Task description >>
Count every line in the entries that follow where the word "railing" appears, then state only the total.

[Natural language region descriptions]

__________________________________________________

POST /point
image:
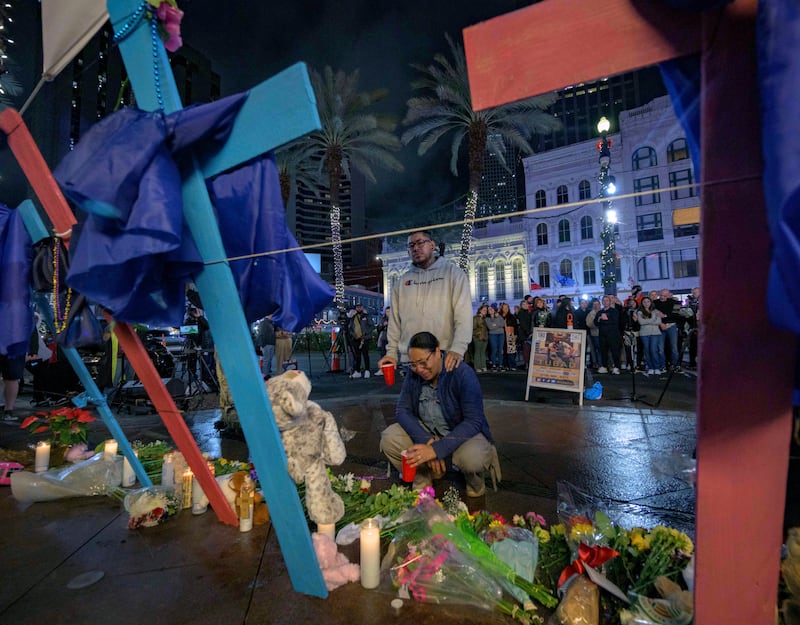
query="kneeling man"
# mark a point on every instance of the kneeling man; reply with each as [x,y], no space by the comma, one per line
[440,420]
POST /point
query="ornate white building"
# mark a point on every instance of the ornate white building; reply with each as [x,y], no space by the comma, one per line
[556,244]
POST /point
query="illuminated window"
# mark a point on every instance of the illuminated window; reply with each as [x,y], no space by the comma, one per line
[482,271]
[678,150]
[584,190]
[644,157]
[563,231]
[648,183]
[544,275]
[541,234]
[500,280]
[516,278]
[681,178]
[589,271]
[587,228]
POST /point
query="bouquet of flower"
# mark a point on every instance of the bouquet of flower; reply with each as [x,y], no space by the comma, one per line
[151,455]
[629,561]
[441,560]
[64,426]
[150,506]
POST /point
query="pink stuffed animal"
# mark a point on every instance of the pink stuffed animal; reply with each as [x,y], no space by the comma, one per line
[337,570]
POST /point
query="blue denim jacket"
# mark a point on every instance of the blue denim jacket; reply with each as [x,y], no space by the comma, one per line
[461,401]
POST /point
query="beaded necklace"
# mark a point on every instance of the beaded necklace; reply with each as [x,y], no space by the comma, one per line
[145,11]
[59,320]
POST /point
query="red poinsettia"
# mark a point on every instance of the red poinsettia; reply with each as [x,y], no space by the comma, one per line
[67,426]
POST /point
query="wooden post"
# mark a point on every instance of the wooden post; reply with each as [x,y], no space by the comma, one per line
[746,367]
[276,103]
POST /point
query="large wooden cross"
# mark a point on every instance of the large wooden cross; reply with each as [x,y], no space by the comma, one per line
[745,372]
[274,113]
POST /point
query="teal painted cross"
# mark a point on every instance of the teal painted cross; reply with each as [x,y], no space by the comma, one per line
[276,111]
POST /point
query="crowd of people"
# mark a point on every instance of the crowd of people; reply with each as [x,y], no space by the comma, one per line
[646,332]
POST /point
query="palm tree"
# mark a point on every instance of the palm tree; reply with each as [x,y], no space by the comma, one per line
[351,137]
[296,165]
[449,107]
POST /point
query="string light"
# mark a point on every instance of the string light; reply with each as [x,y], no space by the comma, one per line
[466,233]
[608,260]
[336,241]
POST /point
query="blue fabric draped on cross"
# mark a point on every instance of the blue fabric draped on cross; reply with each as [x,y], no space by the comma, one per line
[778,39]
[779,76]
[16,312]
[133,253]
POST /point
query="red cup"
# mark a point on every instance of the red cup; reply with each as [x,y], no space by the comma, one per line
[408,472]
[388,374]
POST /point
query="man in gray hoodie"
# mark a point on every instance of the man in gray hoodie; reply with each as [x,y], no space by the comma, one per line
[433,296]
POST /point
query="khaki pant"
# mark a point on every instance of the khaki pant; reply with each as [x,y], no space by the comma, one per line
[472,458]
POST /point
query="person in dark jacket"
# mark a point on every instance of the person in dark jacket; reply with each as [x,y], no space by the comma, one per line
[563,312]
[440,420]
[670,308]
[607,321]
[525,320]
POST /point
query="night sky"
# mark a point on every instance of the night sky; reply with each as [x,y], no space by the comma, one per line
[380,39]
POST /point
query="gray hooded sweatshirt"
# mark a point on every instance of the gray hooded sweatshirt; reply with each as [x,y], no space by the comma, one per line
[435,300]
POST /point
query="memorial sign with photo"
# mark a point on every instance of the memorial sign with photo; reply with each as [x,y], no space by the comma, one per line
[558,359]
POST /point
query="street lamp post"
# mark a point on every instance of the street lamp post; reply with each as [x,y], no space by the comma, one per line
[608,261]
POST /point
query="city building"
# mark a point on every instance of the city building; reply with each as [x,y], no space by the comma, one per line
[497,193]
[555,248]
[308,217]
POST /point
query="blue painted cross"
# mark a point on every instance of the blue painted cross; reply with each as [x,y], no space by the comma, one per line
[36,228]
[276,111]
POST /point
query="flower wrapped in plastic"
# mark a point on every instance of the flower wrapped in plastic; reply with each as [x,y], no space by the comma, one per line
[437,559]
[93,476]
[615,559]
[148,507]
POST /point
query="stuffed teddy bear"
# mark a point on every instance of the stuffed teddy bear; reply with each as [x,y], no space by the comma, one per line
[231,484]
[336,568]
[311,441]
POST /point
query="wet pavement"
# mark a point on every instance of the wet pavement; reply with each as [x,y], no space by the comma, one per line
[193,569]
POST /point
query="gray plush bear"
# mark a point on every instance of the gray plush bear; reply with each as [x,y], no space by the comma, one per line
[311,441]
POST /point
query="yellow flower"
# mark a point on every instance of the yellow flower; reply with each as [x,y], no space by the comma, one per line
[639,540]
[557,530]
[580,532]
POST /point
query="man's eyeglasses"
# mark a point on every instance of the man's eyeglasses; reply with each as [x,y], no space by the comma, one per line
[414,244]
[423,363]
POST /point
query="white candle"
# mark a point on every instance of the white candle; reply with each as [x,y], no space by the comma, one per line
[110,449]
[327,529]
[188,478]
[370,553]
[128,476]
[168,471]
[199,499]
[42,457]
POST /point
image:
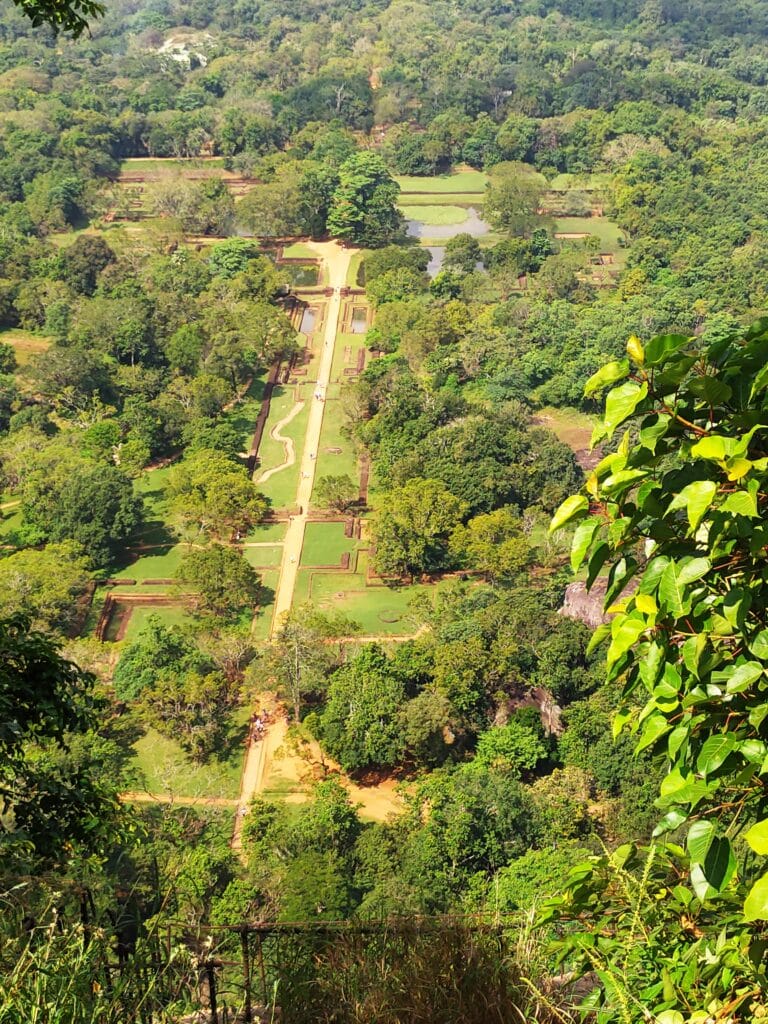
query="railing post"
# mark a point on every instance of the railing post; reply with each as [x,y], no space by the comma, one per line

__________________________________________________

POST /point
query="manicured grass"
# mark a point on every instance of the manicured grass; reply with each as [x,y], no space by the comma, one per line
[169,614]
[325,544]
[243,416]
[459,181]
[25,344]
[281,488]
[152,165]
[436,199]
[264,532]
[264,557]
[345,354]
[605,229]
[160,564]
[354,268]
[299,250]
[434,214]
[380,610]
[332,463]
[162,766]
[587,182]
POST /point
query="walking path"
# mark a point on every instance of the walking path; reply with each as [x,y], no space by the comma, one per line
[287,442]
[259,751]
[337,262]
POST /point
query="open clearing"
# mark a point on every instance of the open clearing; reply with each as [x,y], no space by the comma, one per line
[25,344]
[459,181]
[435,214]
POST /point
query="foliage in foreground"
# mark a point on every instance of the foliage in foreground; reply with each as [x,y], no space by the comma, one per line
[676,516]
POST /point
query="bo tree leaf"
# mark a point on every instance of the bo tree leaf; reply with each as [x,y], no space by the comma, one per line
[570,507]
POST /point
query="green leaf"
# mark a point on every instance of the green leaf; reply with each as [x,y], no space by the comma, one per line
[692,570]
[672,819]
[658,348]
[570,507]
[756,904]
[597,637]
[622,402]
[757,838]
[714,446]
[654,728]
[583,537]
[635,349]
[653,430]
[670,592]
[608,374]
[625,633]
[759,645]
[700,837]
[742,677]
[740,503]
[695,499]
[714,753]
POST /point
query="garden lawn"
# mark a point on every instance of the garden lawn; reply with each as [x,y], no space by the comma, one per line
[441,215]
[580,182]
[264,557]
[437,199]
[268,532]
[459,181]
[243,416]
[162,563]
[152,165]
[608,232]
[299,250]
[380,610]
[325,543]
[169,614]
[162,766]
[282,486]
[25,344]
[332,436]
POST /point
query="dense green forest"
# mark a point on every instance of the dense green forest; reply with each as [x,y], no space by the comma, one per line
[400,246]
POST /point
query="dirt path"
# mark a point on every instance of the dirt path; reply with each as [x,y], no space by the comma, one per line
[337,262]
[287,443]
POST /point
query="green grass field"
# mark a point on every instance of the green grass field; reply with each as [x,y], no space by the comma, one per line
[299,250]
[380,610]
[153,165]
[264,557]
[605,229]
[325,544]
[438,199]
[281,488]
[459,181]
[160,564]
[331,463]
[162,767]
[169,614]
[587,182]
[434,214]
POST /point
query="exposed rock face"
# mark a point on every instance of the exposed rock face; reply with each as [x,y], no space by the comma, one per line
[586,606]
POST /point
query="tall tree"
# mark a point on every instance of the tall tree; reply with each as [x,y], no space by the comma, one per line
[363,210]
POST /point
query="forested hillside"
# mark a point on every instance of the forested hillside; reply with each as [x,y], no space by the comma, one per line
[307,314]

__________________________________________________

Result for this exercise >>
2